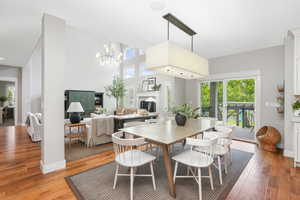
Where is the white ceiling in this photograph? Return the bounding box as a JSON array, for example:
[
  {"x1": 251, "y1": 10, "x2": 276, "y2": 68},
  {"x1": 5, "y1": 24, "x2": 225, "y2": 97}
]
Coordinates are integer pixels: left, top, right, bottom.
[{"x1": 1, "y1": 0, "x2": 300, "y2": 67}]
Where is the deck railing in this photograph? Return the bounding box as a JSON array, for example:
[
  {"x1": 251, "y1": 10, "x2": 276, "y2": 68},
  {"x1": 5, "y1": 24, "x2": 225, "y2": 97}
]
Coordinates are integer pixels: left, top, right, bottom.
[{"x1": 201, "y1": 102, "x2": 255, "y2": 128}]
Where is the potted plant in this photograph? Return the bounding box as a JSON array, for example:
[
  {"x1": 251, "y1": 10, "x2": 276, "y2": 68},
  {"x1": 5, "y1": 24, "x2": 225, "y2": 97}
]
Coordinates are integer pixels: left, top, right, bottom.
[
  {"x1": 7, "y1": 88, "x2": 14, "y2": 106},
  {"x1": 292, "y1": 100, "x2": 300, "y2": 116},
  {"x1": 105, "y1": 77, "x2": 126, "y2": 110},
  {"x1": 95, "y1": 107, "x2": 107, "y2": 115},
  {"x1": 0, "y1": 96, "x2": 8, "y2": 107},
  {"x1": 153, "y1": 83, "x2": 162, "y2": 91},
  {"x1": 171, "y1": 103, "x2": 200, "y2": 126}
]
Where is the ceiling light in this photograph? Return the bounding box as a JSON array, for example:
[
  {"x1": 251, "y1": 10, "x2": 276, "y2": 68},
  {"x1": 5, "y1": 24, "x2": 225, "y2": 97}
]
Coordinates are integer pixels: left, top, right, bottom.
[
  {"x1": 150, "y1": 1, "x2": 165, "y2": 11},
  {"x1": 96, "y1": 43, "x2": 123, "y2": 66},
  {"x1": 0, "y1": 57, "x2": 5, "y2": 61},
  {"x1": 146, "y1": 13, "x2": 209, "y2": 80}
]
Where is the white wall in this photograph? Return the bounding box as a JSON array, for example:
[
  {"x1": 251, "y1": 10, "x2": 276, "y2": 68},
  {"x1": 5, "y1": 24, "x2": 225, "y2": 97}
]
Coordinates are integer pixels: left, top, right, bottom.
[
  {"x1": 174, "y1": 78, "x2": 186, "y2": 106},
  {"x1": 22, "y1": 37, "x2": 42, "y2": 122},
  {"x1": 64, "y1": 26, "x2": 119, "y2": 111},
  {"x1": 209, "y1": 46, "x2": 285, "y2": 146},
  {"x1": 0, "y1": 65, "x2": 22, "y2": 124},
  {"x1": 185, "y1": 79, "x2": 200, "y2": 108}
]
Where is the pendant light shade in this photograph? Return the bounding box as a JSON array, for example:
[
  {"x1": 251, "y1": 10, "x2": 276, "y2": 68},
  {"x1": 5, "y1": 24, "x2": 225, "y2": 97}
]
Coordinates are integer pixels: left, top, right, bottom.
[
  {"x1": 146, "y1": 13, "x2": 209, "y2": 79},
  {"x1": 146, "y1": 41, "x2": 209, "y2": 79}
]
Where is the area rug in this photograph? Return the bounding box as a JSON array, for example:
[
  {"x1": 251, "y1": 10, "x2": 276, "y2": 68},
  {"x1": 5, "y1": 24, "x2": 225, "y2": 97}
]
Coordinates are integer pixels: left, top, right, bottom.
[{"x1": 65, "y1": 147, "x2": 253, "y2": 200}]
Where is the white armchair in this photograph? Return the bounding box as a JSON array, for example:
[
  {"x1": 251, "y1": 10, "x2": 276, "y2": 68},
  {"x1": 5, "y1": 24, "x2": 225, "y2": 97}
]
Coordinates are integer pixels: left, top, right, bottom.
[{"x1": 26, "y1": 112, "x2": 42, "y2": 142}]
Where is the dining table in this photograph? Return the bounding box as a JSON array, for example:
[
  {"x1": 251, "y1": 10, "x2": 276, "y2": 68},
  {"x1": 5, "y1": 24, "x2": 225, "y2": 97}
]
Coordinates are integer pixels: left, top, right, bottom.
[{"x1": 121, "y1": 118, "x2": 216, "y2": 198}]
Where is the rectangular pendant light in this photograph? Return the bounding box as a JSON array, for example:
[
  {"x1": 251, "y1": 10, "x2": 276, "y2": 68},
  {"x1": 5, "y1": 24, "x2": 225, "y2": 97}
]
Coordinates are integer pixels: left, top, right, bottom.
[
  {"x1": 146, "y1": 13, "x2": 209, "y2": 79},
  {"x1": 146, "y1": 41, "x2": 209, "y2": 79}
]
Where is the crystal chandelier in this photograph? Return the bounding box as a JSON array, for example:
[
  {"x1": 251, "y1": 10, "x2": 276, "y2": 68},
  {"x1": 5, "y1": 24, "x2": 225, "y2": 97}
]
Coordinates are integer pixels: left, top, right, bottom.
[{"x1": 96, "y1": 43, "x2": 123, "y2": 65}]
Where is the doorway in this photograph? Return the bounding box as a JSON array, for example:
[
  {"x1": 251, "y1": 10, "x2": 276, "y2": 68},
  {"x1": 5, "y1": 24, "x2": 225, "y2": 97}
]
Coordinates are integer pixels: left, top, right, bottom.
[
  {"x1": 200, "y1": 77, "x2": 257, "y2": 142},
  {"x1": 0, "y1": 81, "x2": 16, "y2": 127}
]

───

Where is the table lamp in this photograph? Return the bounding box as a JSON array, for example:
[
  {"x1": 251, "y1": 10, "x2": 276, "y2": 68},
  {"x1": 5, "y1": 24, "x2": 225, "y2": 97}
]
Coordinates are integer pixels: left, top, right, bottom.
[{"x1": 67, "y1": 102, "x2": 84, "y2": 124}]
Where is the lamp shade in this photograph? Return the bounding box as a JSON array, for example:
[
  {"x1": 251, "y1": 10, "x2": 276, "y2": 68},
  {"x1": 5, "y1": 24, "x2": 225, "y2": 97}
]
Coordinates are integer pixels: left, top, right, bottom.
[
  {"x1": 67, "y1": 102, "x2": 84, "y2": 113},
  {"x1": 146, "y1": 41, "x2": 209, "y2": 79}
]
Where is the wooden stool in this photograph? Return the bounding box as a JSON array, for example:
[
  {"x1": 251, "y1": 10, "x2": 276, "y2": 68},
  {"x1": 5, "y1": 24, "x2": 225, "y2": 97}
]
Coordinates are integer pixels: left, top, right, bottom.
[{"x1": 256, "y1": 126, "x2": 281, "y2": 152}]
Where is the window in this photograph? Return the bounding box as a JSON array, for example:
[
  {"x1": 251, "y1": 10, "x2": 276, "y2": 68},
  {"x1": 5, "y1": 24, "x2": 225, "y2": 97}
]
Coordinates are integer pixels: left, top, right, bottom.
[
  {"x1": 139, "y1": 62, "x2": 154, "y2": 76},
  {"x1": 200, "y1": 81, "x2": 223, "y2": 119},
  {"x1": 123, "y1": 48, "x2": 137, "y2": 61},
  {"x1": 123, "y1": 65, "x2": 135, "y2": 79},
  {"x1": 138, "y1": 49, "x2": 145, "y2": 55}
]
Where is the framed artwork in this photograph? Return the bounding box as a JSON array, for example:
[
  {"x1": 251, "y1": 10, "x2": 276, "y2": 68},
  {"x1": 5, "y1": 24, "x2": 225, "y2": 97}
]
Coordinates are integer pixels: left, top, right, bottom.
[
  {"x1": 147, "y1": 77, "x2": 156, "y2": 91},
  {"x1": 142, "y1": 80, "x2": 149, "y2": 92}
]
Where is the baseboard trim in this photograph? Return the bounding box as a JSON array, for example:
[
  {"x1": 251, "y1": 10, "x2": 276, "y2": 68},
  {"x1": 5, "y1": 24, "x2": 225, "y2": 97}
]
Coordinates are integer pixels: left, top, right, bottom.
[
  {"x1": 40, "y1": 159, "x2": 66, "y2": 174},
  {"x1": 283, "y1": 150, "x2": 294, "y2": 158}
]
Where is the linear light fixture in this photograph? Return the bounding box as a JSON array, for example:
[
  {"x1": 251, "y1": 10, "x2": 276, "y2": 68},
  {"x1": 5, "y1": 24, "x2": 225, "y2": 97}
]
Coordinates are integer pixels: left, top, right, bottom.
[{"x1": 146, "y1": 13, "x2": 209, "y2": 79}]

───

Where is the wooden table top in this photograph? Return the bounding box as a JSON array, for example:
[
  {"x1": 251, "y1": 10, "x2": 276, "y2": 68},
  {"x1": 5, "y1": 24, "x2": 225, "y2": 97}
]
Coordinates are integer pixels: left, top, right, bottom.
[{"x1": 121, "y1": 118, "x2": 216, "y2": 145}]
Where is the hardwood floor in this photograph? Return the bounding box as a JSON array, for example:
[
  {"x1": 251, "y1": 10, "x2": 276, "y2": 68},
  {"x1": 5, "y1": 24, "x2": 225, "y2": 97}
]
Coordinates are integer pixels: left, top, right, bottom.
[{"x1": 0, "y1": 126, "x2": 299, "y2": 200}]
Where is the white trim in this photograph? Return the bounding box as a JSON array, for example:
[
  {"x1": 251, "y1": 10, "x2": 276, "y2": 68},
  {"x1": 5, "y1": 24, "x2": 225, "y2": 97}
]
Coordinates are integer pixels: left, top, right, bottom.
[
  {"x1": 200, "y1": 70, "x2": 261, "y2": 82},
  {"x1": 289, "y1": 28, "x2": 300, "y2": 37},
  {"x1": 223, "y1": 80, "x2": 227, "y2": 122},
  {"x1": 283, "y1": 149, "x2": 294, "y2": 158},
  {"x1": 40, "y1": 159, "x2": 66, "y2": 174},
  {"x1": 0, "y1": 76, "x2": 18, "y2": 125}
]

───

**Work to complete:**
Take each line of the material that contains the word "table" and list it.

**Task solution:**
Where is the dining table in this photograph? Return the bounding box as a JSON array, for example:
Where is the table lamp in this photograph? Return the bounding box as a JSON array, for example:
Where is the wooden table top in this photograph? Return the bounding box as a JSON array, for example:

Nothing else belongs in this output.